**Stated task:**
Look below for the line that contains "Each instance receives one point. Mark the starburst", then quote it and all the lines after it, exactly, with the pictures left out.
______________________________
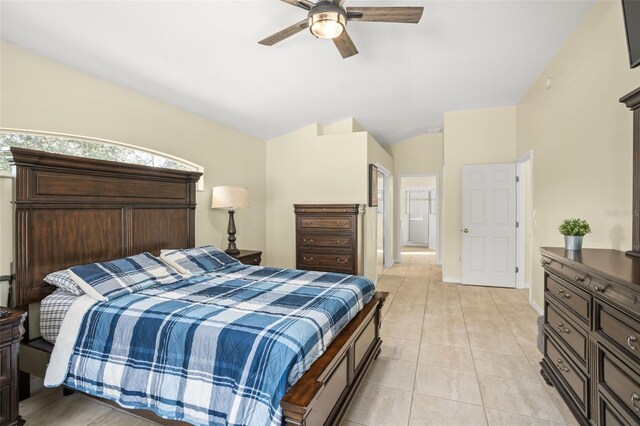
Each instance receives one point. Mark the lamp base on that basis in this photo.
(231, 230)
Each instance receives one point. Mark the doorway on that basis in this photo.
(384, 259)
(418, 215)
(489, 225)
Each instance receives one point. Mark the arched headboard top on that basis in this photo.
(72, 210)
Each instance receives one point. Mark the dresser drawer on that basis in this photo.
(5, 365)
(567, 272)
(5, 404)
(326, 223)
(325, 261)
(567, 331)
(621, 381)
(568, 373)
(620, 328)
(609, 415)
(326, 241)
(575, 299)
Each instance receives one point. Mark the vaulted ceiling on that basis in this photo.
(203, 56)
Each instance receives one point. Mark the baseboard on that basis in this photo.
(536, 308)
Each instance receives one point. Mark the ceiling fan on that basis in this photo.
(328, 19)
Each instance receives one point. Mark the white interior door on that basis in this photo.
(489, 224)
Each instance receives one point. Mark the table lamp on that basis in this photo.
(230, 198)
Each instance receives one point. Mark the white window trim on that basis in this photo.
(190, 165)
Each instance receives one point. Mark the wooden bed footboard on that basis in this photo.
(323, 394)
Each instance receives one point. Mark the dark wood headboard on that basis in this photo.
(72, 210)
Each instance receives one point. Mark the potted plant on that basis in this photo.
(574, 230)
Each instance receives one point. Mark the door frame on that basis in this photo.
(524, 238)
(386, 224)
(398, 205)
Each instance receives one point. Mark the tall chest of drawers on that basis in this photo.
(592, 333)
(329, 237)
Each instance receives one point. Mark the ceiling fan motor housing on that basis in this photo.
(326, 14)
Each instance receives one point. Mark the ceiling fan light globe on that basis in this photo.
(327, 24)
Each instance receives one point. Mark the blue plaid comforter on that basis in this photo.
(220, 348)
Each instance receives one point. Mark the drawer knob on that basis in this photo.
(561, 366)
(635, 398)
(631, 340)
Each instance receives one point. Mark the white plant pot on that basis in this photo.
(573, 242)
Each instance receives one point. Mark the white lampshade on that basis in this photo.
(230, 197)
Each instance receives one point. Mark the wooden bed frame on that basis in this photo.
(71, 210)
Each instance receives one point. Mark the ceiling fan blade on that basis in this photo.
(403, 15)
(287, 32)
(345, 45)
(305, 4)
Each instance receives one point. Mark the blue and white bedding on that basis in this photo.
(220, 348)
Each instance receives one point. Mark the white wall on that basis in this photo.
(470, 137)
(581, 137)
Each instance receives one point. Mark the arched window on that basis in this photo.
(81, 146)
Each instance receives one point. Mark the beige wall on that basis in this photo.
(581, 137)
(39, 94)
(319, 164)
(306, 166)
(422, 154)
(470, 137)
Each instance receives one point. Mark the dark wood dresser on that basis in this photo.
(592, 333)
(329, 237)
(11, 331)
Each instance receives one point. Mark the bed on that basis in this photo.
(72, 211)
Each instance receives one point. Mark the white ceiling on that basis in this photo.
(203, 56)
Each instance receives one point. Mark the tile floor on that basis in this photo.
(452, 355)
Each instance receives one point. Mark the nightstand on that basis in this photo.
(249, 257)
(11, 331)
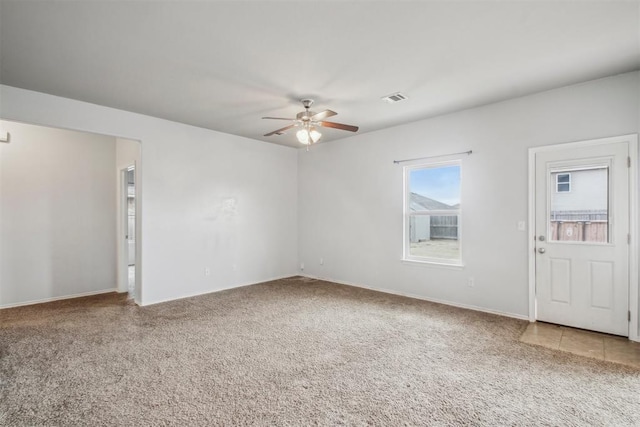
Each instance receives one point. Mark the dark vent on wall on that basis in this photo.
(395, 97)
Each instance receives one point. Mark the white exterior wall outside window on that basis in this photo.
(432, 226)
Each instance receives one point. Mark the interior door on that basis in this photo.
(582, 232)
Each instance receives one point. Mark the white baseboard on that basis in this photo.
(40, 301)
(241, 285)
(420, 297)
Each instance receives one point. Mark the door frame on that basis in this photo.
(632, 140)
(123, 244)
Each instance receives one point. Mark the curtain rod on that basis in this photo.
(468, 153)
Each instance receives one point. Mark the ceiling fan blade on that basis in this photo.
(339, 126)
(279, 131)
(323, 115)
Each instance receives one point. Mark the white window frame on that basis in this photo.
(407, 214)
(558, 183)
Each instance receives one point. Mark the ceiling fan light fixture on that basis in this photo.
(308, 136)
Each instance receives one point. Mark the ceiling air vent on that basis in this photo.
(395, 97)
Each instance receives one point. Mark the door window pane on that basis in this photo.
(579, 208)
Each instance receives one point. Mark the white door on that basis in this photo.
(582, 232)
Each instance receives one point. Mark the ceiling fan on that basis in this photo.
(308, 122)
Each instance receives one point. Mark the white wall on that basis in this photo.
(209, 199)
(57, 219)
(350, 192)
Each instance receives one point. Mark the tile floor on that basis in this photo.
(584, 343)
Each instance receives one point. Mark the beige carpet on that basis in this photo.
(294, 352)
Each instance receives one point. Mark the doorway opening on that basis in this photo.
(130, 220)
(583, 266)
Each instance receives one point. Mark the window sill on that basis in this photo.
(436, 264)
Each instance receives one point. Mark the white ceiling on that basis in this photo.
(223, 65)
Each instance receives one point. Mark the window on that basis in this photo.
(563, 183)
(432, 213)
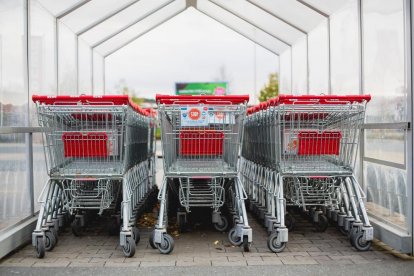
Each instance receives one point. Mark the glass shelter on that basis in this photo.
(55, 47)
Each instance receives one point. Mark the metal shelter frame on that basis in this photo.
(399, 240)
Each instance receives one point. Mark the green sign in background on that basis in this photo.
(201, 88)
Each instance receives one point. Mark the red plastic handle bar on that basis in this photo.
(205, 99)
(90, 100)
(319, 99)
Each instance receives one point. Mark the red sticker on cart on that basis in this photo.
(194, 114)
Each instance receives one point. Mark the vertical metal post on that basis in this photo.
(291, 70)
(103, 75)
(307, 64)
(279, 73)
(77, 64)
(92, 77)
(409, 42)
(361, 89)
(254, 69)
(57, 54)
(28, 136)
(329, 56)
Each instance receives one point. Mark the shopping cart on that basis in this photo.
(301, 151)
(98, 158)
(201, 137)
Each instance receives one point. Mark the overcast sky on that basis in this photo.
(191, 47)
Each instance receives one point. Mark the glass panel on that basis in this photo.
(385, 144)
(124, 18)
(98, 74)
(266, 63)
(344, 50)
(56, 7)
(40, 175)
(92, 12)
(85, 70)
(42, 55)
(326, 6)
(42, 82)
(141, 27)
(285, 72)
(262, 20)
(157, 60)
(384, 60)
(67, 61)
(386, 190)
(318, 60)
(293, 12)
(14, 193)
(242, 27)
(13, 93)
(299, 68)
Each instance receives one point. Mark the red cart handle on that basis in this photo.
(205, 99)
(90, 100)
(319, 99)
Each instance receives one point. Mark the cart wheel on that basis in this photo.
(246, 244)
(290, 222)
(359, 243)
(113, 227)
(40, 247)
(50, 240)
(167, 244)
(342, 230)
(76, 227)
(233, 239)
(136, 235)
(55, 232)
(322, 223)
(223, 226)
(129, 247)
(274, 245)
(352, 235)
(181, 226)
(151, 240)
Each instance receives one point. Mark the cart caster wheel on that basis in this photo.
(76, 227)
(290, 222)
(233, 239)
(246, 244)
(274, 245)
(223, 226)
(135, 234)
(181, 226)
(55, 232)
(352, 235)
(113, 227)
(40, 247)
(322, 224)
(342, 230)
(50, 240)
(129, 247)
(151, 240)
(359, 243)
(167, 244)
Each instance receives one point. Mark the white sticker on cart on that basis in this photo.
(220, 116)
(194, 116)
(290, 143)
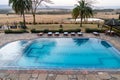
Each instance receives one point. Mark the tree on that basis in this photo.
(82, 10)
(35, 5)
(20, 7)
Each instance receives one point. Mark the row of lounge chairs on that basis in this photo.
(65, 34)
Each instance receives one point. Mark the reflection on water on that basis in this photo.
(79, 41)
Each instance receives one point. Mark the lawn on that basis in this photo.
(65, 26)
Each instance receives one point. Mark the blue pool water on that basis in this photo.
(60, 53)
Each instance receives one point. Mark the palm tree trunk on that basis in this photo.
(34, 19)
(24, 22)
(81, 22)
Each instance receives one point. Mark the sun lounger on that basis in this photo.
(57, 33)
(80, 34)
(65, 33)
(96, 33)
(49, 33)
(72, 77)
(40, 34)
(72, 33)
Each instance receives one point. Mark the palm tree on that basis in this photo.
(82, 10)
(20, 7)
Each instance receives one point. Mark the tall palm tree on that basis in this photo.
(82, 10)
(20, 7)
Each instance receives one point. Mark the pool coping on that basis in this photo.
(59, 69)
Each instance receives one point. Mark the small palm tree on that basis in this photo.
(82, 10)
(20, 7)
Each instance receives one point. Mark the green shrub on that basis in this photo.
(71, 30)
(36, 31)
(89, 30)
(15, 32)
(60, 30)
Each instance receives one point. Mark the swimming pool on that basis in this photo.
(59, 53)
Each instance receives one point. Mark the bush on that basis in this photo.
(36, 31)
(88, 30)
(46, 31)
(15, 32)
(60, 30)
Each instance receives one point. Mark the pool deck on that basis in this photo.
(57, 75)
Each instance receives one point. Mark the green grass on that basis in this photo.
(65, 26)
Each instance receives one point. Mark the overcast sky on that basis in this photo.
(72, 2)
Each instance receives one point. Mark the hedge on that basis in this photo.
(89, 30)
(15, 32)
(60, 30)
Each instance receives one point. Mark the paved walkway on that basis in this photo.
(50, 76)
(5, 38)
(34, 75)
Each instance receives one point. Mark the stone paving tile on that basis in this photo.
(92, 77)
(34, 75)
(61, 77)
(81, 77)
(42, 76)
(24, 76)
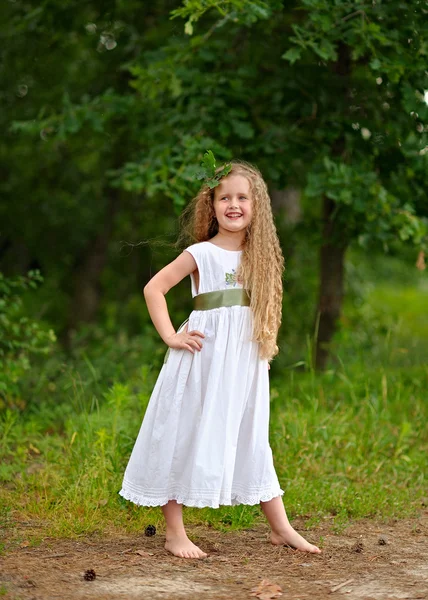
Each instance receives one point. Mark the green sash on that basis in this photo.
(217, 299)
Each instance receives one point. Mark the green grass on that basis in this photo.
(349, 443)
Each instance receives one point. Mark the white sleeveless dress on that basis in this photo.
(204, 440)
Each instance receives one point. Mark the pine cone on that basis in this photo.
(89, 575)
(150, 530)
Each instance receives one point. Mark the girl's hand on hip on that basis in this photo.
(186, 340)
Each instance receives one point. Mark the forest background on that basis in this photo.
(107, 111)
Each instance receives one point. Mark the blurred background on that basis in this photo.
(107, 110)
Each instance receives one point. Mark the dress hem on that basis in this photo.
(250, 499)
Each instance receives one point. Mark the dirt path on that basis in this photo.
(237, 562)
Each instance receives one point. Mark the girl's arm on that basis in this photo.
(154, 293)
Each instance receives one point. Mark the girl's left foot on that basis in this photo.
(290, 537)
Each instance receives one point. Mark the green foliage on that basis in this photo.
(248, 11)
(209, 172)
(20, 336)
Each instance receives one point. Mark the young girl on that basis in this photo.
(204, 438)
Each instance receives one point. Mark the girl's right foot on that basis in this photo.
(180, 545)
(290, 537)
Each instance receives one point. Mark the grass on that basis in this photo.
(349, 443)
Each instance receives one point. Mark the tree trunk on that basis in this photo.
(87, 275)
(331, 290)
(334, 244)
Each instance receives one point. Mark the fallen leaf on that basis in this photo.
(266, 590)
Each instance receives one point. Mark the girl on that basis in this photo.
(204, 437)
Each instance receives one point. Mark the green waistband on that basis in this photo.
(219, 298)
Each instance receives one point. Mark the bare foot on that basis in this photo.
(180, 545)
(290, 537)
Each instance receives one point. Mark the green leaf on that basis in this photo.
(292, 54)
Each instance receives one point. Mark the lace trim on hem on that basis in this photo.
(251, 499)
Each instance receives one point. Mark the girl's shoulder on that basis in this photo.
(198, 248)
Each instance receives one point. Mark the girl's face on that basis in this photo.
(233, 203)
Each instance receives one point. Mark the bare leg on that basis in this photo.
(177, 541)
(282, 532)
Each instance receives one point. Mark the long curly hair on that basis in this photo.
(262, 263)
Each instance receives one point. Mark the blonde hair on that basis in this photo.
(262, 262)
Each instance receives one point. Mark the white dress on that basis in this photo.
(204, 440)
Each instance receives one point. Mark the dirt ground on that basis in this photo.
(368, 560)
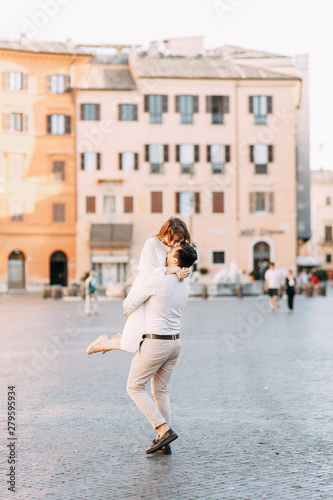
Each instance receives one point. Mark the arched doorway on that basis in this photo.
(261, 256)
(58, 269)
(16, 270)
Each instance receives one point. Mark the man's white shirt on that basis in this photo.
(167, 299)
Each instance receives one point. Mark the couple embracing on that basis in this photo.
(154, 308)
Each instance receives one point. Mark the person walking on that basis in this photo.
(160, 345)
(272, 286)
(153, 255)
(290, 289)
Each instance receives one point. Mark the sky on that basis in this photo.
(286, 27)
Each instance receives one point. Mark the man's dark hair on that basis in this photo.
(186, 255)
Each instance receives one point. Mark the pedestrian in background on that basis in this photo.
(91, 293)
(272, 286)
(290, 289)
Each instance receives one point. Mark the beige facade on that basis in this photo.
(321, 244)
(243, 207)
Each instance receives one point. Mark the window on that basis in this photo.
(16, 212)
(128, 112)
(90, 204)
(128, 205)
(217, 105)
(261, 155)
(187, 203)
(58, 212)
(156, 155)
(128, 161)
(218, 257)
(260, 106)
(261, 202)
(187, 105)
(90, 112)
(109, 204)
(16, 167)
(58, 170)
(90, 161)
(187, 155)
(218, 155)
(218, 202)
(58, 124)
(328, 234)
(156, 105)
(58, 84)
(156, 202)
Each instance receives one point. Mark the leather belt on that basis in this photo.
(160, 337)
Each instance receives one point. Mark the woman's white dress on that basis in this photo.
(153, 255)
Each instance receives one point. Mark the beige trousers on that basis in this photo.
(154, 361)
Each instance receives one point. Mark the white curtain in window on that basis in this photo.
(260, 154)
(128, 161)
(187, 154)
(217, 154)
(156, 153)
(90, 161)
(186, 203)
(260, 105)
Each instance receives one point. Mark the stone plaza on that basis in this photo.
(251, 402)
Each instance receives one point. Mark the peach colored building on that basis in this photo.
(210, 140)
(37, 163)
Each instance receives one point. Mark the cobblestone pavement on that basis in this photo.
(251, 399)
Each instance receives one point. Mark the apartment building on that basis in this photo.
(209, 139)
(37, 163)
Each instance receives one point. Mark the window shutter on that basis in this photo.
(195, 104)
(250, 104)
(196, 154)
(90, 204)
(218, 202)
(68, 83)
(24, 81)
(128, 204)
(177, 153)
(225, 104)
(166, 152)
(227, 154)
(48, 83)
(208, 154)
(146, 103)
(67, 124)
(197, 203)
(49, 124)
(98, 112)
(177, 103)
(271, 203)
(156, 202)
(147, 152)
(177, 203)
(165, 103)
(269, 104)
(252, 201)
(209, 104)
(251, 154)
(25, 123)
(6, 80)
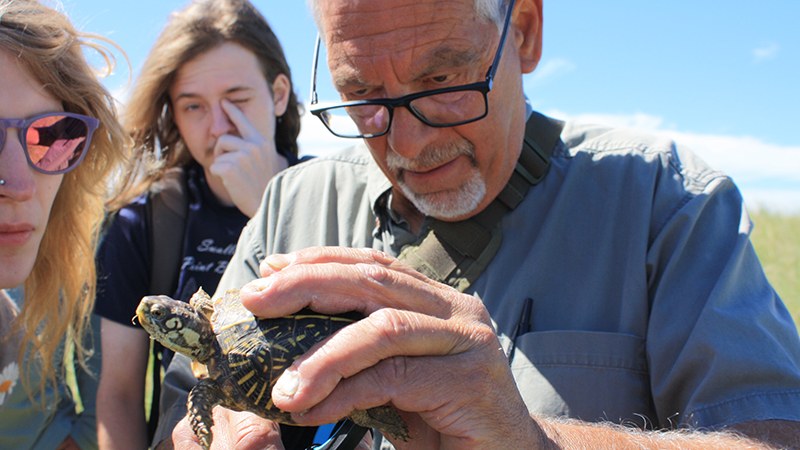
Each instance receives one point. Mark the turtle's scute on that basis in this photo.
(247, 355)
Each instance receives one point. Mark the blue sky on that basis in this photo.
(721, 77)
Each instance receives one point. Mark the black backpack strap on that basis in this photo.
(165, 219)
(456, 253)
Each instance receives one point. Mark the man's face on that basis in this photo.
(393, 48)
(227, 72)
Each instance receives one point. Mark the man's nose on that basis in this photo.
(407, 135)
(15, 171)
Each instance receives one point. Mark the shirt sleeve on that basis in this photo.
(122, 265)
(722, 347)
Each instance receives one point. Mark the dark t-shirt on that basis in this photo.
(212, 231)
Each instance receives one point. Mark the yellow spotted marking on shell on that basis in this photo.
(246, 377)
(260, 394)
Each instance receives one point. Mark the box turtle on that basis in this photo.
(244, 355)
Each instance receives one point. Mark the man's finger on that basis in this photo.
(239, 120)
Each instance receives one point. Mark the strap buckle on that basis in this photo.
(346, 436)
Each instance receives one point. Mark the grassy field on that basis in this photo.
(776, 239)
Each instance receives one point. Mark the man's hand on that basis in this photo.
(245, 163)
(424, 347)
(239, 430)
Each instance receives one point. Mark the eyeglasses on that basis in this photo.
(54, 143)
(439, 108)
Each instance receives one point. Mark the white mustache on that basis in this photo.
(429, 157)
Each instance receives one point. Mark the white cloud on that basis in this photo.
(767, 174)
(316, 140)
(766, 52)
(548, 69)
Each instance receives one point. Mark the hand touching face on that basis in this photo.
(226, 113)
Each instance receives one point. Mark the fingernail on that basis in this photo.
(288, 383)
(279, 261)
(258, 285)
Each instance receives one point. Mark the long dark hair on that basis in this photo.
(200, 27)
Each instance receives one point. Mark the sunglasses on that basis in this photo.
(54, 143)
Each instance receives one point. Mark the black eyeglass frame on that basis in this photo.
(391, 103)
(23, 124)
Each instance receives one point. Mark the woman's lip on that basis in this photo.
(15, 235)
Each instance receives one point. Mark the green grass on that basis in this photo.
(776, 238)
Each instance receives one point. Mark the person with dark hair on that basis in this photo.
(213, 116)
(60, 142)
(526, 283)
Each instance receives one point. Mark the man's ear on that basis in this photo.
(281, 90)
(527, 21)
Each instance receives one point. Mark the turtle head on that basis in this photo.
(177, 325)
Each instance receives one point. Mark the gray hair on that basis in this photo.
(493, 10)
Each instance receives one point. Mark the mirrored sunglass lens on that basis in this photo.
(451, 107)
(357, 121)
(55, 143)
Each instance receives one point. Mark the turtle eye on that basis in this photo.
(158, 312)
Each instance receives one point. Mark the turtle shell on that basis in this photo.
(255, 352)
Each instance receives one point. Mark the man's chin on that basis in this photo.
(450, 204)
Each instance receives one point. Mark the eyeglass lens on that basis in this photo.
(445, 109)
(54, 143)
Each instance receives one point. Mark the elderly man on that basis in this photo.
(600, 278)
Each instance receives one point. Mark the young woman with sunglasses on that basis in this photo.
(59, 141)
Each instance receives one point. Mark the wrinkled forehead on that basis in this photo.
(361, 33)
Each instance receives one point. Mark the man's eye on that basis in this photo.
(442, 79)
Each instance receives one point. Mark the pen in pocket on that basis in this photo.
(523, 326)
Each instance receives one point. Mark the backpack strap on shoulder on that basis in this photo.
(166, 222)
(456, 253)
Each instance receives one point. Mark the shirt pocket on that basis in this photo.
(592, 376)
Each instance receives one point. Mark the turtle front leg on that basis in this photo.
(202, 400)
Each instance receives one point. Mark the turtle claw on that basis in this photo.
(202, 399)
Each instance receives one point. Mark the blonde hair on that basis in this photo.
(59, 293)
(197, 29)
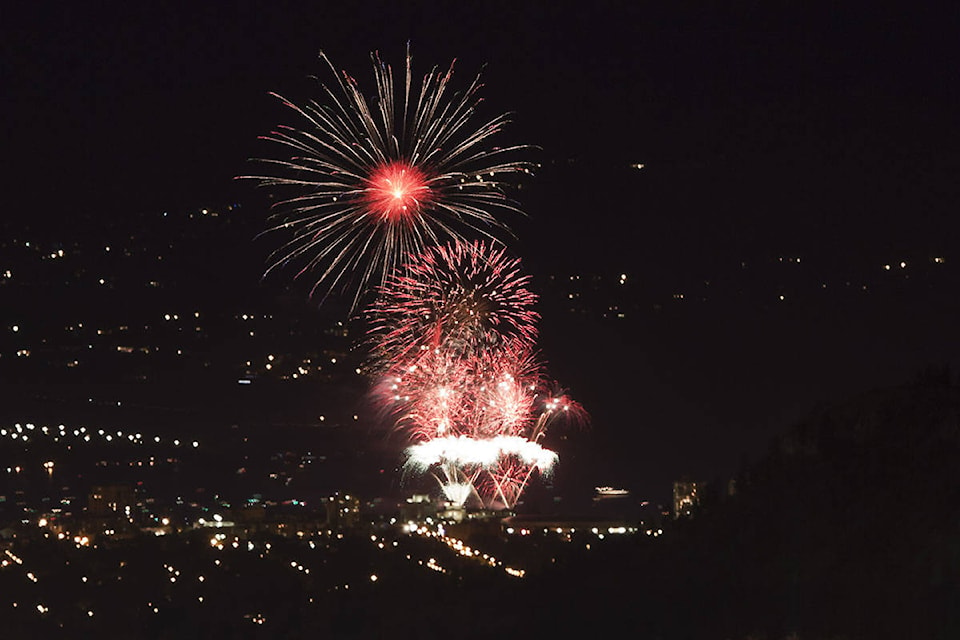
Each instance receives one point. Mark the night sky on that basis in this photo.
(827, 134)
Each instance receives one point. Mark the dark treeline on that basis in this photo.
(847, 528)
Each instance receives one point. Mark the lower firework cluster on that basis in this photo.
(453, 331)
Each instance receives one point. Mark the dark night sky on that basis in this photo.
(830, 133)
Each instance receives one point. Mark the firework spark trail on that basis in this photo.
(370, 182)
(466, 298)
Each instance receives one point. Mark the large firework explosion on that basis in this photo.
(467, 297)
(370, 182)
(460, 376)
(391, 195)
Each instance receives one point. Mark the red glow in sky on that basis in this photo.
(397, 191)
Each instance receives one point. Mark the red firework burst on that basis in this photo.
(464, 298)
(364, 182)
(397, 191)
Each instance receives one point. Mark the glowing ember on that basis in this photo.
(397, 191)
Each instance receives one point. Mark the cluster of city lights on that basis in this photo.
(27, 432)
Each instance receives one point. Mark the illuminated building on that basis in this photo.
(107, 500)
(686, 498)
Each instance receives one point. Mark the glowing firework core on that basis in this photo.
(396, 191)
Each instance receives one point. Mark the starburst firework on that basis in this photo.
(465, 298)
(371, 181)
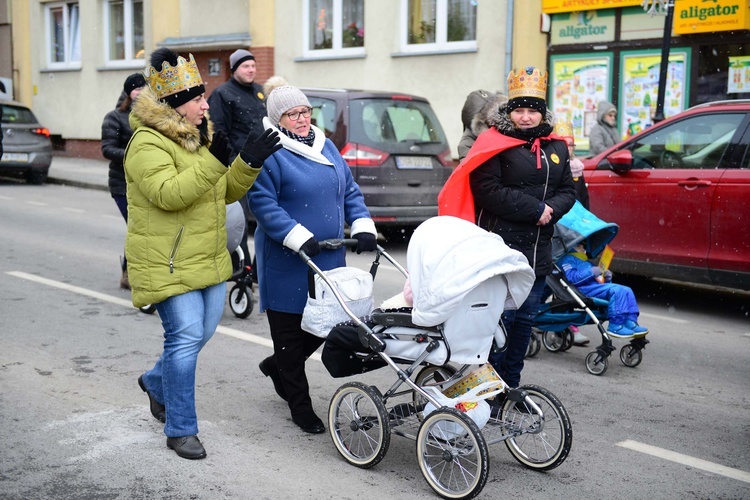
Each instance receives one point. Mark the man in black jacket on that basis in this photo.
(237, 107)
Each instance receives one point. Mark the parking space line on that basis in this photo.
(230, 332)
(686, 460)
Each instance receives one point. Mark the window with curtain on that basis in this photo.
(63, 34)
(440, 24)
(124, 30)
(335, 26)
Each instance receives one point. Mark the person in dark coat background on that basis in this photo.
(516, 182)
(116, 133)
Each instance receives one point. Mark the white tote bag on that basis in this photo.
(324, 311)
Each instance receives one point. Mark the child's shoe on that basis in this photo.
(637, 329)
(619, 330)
______________________________
**The output:**
Each instance receives one point. Mark the starburst firework on that basis in this photo.
(465, 298)
(371, 181)
Each instance receives one point. Mark the man in black jacket on that basis in this photo.
(237, 107)
Each instance receives one point. Mark the parking space line on that basis in this photo.
(230, 332)
(686, 460)
Each instance receives one point. Mark the window with curtain on that basis in this photo.
(63, 34)
(440, 24)
(124, 30)
(335, 26)
Each instance receives one point. Mark the person in dark coat background on that basis in this photo.
(516, 182)
(116, 133)
Each instance receives one point. Mark the white tote bag on that basis in this photo.
(324, 311)
Each instance receives one point. Mark the child's shoe on that basis in this photo.
(637, 329)
(619, 330)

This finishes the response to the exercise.